Data to use:
—————
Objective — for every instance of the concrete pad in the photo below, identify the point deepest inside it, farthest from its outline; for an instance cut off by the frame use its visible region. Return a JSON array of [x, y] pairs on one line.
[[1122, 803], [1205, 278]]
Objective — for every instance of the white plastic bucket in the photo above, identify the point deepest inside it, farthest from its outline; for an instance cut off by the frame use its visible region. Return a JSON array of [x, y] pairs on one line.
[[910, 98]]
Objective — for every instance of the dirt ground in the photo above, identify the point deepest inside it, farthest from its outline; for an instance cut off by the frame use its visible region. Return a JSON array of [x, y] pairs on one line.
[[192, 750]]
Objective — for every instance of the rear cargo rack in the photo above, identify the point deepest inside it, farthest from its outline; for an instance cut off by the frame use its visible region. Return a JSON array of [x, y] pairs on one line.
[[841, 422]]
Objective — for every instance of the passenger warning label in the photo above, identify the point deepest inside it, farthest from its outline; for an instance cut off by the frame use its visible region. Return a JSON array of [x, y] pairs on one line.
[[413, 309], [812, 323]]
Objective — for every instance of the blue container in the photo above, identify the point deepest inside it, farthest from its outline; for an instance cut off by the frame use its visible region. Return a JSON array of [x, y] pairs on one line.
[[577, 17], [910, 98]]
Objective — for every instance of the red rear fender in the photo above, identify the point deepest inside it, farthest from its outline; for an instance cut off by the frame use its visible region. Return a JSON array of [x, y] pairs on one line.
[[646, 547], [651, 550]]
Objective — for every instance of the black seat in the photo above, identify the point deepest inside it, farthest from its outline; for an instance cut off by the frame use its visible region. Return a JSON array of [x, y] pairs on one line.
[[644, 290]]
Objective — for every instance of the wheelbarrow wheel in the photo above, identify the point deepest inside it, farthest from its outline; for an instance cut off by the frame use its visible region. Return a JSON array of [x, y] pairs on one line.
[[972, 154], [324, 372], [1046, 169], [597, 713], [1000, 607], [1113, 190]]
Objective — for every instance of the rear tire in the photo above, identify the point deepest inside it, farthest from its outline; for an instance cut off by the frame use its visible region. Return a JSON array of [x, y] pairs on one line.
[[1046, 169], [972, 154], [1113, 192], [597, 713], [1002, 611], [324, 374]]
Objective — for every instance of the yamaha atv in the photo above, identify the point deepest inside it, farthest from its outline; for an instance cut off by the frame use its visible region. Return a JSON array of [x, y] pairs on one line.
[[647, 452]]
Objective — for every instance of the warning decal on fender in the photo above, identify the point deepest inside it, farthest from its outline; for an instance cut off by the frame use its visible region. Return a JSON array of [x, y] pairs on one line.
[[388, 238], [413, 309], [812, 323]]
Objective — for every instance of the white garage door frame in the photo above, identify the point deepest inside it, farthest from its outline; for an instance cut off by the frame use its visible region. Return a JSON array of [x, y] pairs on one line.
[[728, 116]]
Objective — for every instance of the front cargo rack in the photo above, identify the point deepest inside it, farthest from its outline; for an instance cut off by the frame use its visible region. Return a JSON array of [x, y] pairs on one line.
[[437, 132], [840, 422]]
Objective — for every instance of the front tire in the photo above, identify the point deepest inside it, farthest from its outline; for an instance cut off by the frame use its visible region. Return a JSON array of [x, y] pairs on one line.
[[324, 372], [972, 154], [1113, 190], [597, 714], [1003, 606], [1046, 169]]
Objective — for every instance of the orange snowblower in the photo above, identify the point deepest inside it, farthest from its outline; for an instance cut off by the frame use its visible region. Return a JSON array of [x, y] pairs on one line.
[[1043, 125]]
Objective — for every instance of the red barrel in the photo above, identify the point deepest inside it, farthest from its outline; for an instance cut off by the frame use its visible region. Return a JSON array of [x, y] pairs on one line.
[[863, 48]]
—————
Please extract every line of the material above and reproduce each one word for word, with nothing altered or left out.

Objective — for every instance of the concrete pad in the photo below, identify the point deepest inside it, farthest from its outline; for an instance cut off by the frame use its visible region. Return a JSON array of [x, y] pairs on one line.
[[1122, 803], [1205, 278]]
Objective — for every instance of the white plastic bucket in the photo above, identify the point deepest inside it, farthest from its outline; for an instance cut off by the frame use its visible region. Return a JSON array of [x, y] pairs on one line.
[[910, 98]]
Objective — for every instance of the dirt ground in the photo above, identify the point deepest inside it, farthest from its outline; for an instance cut off by the frame use its visible region. Return a JSON array of [x, y] pairs on one line.
[[192, 750]]
Objective — for every instance of the rear cargo rack in the photo above, identify the point deepest inside it, farthest from its outline; for an instance cut off by the frame use its visible region. Return a JSON array of [x, y] pairs on one line.
[[841, 422]]
Objective — for every instance of the passenger warning label in the photo above, identify the point deepest inside it, farthest from its outline; for an instance cut off by the frame use its visible region. Return a JSON array of [x, y] pairs on one line.
[[413, 309], [812, 323]]
Objective — for every instance of the blue container in the photo above, identify the point deepest inside it, farthest from its outline; for an instance cut off by the frame use its visible region. Return a JSON array of [x, y] pairs on one line.
[[577, 17], [910, 98]]
Objective — for every instance of the red rear fender in the photo above, identify the point deepest inside it, farthest from its outline; for an instance cut off by the frame use its visible region. Return a JSON array of [x, y] pairs on one line.
[[646, 547], [651, 550]]
Objective — for every instance of the black seat in the photo above, identify the point deepest inside it, farthest from its outline; for an instance cut off by the frame use its visible region. Return a JSON array of [x, y] pairs on one line.
[[644, 290]]
Objective — for every instance of the wheelbarrow wheel in the photo above, identify the point deepest inside it, farthest from its outline; for an instance cut off by the frame use its visible region. Return a JSON array of [x, y] pairs on one line.
[[972, 154], [324, 372], [1046, 169], [597, 713], [1000, 607], [1113, 190]]
Objective — for every instance of the rear tire in the photo above, identify the point deepest inside it, farthest from its outline; for an instance cut off by the frame use its visible region. Return a JSON array of [x, y] pairs on one line.
[[1046, 169], [972, 154], [1113, 192], [597, 713], [1002, 611], [324, 374]]
Objective — for every instance of the yamaha atv in the photo above, identify the point deepest inside it, farthest from its outline; for an instance cut off by the frame use its visible region. Return a JSON array of [x, y] pairs on one line.
[[647, 452]]
Objective — for every instance of the warning decal on fender in the photo above, identify the point deepest inside it, farthest from its outline; for an instance cut off by the frame use its visible region. Return a JSON array of [x, y] pairs on one line.
[[388, 238], [413, 309], [812, 323]]
Objective — for every instance of the white garage door frame in the photo above, identify the point deepest inside it, farthest from its outline; for an instance cut off by the frame use its visible region. Return a JSON array of [x, y] pairs on one line.
[[728, 116]]
Objective — for every instance of the front cargo rack in the photo above, identify the point deepest inside it, farthest from its outline; for an instance cut off by the frame use its visible region. Return a JSON array of [x, y] pairs on one line.
[[437, 132], [840, 422]]
Objective — for every instance of the front tire in the photo above, identify the point deepest inside it, farthest from its outline; for an instance cut off by the frame use its visible region. Return a JSON array of [x, y] pairs on one line.
[[324, 372], [972, 154], [1113, 190], [597, 714], [1003, 606], [1046, 169]]
Objective — for every instance of the orange snowblower in the photo above, identify the point deepest inside it, farthest from its outline; for an instance cut off by the frame use its visible region. Return a JSON array of [x, y] pairs on one line.
[[1043, 125]]
Objective — for every instance of the red barrel in the photo above, identify the point deepest inside it, farthest from its outline; for an instance cut off by the frame use its visible region. Return a JSON array of [x, y] pairs on one line.
[[863, 48]]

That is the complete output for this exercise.